======== Data section
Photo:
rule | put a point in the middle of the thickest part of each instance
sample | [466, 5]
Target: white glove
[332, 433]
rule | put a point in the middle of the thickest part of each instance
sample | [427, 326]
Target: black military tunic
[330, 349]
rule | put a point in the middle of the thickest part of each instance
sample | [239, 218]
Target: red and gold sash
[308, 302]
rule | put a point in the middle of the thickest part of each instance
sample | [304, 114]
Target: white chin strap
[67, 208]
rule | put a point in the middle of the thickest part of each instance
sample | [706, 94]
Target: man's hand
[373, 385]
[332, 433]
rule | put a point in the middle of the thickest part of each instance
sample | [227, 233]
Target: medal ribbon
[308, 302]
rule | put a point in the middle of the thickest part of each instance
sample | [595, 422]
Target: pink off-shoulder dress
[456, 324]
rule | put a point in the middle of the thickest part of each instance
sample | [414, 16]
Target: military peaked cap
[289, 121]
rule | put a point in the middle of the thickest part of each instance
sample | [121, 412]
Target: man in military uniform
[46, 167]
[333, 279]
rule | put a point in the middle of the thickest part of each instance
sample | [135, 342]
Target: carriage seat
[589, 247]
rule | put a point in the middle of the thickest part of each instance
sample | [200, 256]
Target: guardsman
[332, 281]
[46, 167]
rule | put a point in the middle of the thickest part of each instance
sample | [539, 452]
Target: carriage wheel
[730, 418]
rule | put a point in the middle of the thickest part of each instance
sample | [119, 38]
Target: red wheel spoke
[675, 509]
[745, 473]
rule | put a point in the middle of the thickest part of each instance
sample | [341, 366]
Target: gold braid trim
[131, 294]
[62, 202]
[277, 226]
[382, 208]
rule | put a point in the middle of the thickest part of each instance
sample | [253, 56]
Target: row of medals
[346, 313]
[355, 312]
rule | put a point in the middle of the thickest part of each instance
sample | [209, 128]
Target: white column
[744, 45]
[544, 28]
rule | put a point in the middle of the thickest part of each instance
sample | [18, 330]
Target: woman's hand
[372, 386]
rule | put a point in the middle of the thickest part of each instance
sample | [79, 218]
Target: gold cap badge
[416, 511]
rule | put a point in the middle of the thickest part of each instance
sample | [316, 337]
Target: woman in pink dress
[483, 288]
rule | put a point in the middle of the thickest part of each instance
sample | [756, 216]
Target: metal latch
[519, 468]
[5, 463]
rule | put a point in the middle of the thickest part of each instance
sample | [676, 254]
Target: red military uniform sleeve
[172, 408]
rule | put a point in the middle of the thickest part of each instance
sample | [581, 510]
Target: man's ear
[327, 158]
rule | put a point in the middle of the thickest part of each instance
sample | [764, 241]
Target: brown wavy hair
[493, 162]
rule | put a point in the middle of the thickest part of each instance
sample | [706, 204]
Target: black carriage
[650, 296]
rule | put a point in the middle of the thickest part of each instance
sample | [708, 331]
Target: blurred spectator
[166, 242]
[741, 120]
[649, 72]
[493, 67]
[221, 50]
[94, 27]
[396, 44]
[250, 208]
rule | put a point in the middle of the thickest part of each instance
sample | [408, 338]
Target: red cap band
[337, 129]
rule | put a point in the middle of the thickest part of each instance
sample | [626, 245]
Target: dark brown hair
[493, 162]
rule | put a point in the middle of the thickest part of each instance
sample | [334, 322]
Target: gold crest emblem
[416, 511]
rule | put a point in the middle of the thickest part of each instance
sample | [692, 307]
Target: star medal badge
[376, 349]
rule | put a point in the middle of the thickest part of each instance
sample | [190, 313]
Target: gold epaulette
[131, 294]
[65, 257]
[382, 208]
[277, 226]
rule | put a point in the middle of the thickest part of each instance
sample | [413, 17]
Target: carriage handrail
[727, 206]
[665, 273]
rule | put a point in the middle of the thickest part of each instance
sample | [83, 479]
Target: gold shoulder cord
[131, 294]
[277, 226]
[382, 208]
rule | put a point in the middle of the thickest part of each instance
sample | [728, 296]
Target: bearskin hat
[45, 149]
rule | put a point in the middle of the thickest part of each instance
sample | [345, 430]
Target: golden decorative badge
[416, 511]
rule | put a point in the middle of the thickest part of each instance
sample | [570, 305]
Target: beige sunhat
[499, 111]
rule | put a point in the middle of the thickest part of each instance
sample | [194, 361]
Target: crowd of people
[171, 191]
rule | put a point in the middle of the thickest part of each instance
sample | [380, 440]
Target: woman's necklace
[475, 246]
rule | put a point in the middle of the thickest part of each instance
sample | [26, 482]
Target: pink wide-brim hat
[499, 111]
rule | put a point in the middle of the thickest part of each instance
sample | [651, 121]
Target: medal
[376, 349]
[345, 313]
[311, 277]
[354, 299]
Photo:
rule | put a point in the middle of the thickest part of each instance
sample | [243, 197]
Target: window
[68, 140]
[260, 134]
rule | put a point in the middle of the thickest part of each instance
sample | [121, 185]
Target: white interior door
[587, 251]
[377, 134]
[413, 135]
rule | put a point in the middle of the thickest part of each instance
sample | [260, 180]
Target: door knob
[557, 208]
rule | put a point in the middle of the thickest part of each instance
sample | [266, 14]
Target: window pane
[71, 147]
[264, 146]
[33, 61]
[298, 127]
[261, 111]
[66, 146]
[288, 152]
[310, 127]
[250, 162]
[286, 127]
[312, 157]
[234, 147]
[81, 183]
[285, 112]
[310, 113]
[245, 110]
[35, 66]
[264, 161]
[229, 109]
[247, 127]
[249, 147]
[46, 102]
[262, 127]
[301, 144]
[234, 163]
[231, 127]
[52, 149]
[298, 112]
================
_Task brief_. Restate the listing above word for word.

_Completed exercise_.
Photo:
rule | put a point in the middle of the thickest part of each instance
sample | [466, 5]
Target: white glove
[332, 433]
rule | put a point in the middle of the thickest part of each instance
sample | [427, 326]
Target: black military tunic
[330, 349]
rule | put a point in the middle of the thickest part of each instance
sample | [239, 218]
Target: red and gold sash
[308, 302]
rule | put a point in the middle of the thickest part of each instance
sample | [304, 114]
Target: white chin strap
[67, 208]
rule | put a point in the middle of the thickest part of each instance
sample | [706, 94]
Target: man's hand
[373, 385]
[332, 433]
rule | put a point in the middle of the thickest part of each instance
sample | [227, 233]
Target: medal ribbon
[308, 302]
rule | put a point in the middle of the thickest part of each instance
sample | [595, 422]
Target: pink off-shoulder dress
[456, 324]
rule | put a point in the middle of the thickest part of each instance
sample | [414, 16]
Target: military peaked cap
[289, 121]
rule | put a point in the middle of the thickest part of each instance
sample | [121, 412]
Target: man in military uniform
[46, 167]
[333, 279]
rule | put a point in the middle of the thickest part of each instance
sample | [135, 342]
Target: carriage seat
[589, 247]
rule | put a point in the middle of the thickest part of each instance
sample | [200, 256]
Target: guardsman
[332, 281]
[46, 167]
rule | put a point in the middle of the thickest part of each instance
sample | [539, 452]
Target: carriage wheel
[730, 418]
rule | put a point in the middle of the thickest part of each instance
sample | [119, 38]
Target: red wheel spoke
[675, 509]
[745, 473]
rule | put a point in the middle of the thickest part of each instance
sample | [341, 366]
Target: gold braid trim
[131, 294]
[62, 202]
[277, 226]
[382, 208]
rule | put a point in the middle of the thickest part of each instance
sample | [253, 56]
Target: row of medals
[346, 313]
[355, 312]
rule | put a point in the middle of the thickest part of each instance
sample | [209, 128]
Target: white column
[744, 45]
[544, 28]
rule | put a point in the middle of the thickest part of each instance
sample | [18, 330]
Target: woman's hand
[372, 386]
rule | put a point in the middle of the thickest part of each instance
sample | [79, 218]
Target: gold cap badge
[416, 511]
rule | put a point in the middle of the thickest part of each instance
sample | [316, 337]
Target: woman in pink dress
[483, 288]
rule | put a point in the middle of the thickest part of each instance
sample | [756, 216]
Target: metal latch
[519, 468]
[5, 463]
rule | put a point in the middle of the thickest part of each instance
sample | [676, 254]
Target: red military uniform sleeve
[172, 408]
rule | put a point in the middle of the thickest part of each instance
sample | [581, 510]
Target: man's ear
[327, 158]
rule | put a point in the middle of the thickest part of each instance
sample | [764, 241]
Target: brown wavy hair
[493, 162]
rule | put a point in the middle of the thickest part of each instance
sample | [706, 204]
Target: black carriage
[650, 296]
rule | put a point in the middle of the thickest part of each instance
sample | [708, 331]
Target: blurred spectator
[166, 242]
[741, 120]
[649, 72]
[493, 67]
[221, 50]
[94, 27]
[396, 44]
[250, 208]
rule | put a point in the middle of the thickest part of each instance
sample | [408, 338]
Target: red cap band
[337, 129]
rule | put a point in the middle of the thickest part of each instance
sample | [626, 245]
Target: dark brown hair
[493, 162]
rule | put a point in the middle of the thickest part of each instance
sample | [334, 322]
Target: gold crest emblem
[416, 511]
rule | put a point in the middle of the thickest part of each instance
sample | [692, 307]
Target: star medal badge
[376, 349]
rule | put a point in the middle of the thickest part of each instance
sample | [190, 313]
Target: gold epaulette
[131, 294]
[65, 257]
[382, 208]
[277, 226]
rule | put a point in the middle of the thickest part of each instance
sample | [413, 17]
Target: carriage handrail
[727, 206]
[665, 273]
rule | put a point in the middle of the thickest part of each instance
sample | [83, 479]
Target: gold shoulder cord
[131, 294]
[277, 226]
[382, 208]
rule | put a point in the middle of the thickest part of each instance
sample | [728, 296]
Target: bearskin hat
[45, 149]
rule | put a point in the middle of the thickest part of each instance
sample | [345, 430]
Target: golden decorative badge
[416, 511]
rule | put a point in the middle of the thickest part of each instance
sample | [570, 305]
Target: beige sunhat
[499, 111]
rule | put a point in the middle of the thickest part of each instance
sample | [194, 361]
Target: crowd of people
[171, 191]
rule | put a point in the middle of the thickest part of each instance
sample | [380, 440]
Target: woman's necklace
[475, 246]
rule | put a point in the middle of the thickest part of each instance
sample | [26, 482]
Target: pink wide-brim hat
[499, 111]
rule | put a point in the middle of the thickest part of each instance
sample | [651, 121]
Target: medal
[376, 349]
[345, 313]
[311, 277]
[354, 299]
Photo:
rule | put a point in the middle of the thickest part of each instance
sample | [243, 197]
Target: window
[68, 140]
[260, 134]
rule | put a point in the middle of the thickest part of each instance
sample | [121, 185]
Target: white interior door
[587, 251]
[377, 134]
[413, 135]
rule | put a point in the middle of the thickest part of each instance
sample | [260, 180]
Target: door knob
[557, 208]
rule | put a point in the middle of the thickest part of each instance
sample | [266, 14]
Target: window pane
[71, 147]
[264, 146]
[33, 61]
[298, 127]
[261, 111]
[66, 146]
[288, 152]
[310, 127]
[250, 162]
[286, 127]
[312, 157]
[234, 147]
[81, 183]
[285, 112]
[310, 113]
[245, 110]
[35, 66]
[264, 161]
[229, 109]
[247, 127]
[249, 147]
[46, 102]
[262, 127]
[301, 144]
[234, 163]
[231, 127]
[52, 149]
[298, 112]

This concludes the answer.